Sounds like a bad precalc. class.
The best thing about the complex trig identities at the elementary level is that it make it easy to remember the coresponding real identities.
For example say you forget (unlikely as it may seem perhaps you recieve a concusion)
[tex]\sin(x+y)=\sin(x)\cos(y)+\cos(x)\sin(y)[/tex]
but remember
[tex]e^{a+b}=e^ae^b[/tex]
and
[tex]e^{i x}=\cos(x)+i \sin(x)[/tex]
so
[tex]e^{(x+y)i}=e^{x i}e^{y i}[/tex]
hence
[tex]\cos(x+y)+i \sin(x+y)=(\cos(x)+i \sin(x))(\cos(y)+i \sin(y))[/tex]
It also makes it easy to remember the other identities and is you also do hyperbolic trig it makes it easy to relate its identities to those of circular trig.

• Task prompt:
According to the post on complex trig identities, what is the best thing about those identities at the elementary level? The listing after this point is separate material with no connection to the post on complex trig identities.

• Dataset entries:
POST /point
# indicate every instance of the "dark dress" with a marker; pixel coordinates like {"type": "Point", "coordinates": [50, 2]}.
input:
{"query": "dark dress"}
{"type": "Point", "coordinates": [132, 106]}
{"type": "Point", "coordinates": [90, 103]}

• The output:
They make it easy to remember the corresponding real identities.